** Opening Supplied text block **

These are just a few examples. Not all University teaching collections are poorly looked after. There are however enough examples to warrant a little concern.
That belongs in a museum.
Of course specimens should be offered/donated to a museum first. Collections with information with them should be held in a relevant public institution so they can be accessed by anyone. The collections get cared for, and one hundred times the use! Donating to a relevant museum strengthens their collections by filling gaps, adding unique stories, and encouraging more researchers, artists, school groups, and public through new displays. This also makes it easier to identify where to go if you were looking for specific things from a certain area. Someone wanting to look at bat specimens from Devon would not go to a museum in Newcastle.
The group that is often said to be the biggest users of teh collections are researchers. While it is true all museums have researchers using the unique, histoical collections, there is more. So much more that we should be shouting about! Collections are used for much more than research. There are probably many more examples of uses, but I will just share some of my own: I have artists each year coming in and taking inspiration from the collections; I bring specimens out and give talks about the local collections to local community groups; I have been out with local specimens to talk to elderly people suffering from dementia; I set up practical sessions using collections for undergraduate students to get up close and see real specimens. I bring bugs, fossils and skeletons out to schools inspiring hundreds of children every year; I have brought out the collections and their stories to people in shopping centres, the local hospital, the university and other places around the city. Museum collections not only are for active research, they have an even greater role in society: they are actively inspiring.

** Closing Supplied text block **

About this task » Continue the piece on museum collections and their uses, starting after its last sentence.

** Opening Supplied material block **

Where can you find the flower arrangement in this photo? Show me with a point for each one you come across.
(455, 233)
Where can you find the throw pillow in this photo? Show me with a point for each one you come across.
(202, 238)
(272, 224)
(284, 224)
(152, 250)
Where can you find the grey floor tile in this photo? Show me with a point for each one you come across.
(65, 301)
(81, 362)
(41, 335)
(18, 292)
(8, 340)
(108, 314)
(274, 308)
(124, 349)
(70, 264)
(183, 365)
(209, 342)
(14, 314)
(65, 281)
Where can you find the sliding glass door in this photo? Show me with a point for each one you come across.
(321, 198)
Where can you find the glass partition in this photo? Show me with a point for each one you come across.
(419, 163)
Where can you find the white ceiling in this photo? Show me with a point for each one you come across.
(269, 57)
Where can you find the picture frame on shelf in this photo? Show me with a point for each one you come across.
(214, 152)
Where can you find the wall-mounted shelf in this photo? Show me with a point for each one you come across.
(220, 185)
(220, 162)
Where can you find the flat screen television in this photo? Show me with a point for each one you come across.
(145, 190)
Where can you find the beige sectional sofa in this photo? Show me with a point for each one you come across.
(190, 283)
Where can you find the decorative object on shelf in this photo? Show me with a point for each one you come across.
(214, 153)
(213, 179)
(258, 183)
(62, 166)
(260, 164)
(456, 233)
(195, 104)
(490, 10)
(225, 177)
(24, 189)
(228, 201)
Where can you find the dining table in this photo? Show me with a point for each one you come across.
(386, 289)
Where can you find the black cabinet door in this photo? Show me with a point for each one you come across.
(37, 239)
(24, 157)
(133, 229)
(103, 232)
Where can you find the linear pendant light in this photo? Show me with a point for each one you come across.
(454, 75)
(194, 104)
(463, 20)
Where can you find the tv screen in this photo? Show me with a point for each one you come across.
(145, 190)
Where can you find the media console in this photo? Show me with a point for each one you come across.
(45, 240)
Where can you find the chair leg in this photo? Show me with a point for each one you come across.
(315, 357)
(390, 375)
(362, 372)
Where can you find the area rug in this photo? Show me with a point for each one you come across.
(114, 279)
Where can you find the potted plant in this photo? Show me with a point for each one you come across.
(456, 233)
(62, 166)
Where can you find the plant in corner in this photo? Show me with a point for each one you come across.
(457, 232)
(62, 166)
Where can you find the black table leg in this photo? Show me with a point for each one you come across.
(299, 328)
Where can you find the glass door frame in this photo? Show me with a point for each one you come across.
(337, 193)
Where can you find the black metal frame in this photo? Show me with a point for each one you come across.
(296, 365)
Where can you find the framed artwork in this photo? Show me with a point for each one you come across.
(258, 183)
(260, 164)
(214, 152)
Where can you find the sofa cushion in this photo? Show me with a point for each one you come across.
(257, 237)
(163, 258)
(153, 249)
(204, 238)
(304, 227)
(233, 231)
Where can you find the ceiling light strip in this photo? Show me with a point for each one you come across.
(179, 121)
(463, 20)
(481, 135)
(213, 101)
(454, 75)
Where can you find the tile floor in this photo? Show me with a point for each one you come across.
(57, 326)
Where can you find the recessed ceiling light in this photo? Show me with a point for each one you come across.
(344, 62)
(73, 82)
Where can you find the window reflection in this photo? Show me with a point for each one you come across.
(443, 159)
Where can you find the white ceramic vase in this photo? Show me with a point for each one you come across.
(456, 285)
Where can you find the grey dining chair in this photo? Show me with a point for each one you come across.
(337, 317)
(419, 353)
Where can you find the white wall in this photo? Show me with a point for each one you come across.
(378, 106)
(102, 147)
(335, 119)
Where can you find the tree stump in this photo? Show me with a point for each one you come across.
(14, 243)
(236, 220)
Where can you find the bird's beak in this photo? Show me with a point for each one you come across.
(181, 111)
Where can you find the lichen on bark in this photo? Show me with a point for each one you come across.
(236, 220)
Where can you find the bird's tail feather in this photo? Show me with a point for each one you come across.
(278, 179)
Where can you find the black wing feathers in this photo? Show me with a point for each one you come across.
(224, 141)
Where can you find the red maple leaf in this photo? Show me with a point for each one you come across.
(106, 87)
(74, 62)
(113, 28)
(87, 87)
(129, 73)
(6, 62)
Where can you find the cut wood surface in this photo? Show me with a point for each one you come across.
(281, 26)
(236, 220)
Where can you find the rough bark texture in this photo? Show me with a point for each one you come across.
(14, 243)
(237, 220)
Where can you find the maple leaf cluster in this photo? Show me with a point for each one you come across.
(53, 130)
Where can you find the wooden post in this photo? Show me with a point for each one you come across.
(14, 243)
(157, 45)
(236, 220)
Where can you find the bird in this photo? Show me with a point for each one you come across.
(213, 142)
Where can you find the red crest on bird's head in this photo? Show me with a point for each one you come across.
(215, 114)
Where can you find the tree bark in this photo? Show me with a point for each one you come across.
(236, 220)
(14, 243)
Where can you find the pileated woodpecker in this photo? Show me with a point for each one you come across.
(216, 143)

** Closing Supplied material block **

Answer for this exercise »
What can be done?
Unfortunatley, the worst things about University teaching collections is the lack of any information with specimens, and the poor condition they are kept in. I have worked closely with three Universities, and I know that teaching colelctions are built up by individuals who are particularly interested in that area. They generally don’t record where specimens were from or when they were colelcted, because for teaching taxonomy this information isn’t needed. When the lecturer retires, or departments closed, then Unviersities get rid of these teaching collections. And if we are fortunate enough, a museum may get wind and rescue the collection from the skip. The difference with a museum is that a curator can carry on from their predecesor. In a University, if that lecturer leaves, there is no one to take over their teaching collection.
The teaching collections are often in such bad condition that musuems have had a difficult time checking what the specimens actually are. Bluntly put, I think the specimens are better off in a museum in the first place. They can be cared for and used much more. I have used collections for teaching University students. Why not have the ‘teaching collections’ in a museum and Universities use them through the museum?
Unfortunately there is no law saying that they should be offered to museums first. Maybe museums need to talk more to universities to offer advice on how to look after their teaching collections. I have written a report for one teaching collection offering advice on safe storage, and ways of finding out the historical information about the specimens. I am working closely with another University to help digitise and care for their herbaria collection. Two other museums I know encourage undergraduates to donate their finds from their dissertation projects and how to record information correctly. These examples help build relationships between the museum to the University.
Today many University departments are closing because there is less demand for degrees in plant sciences or zoology. As they close, the teaching collections with them are thrown out. Perhaps teaching collections would be better housed in a museum in the first place.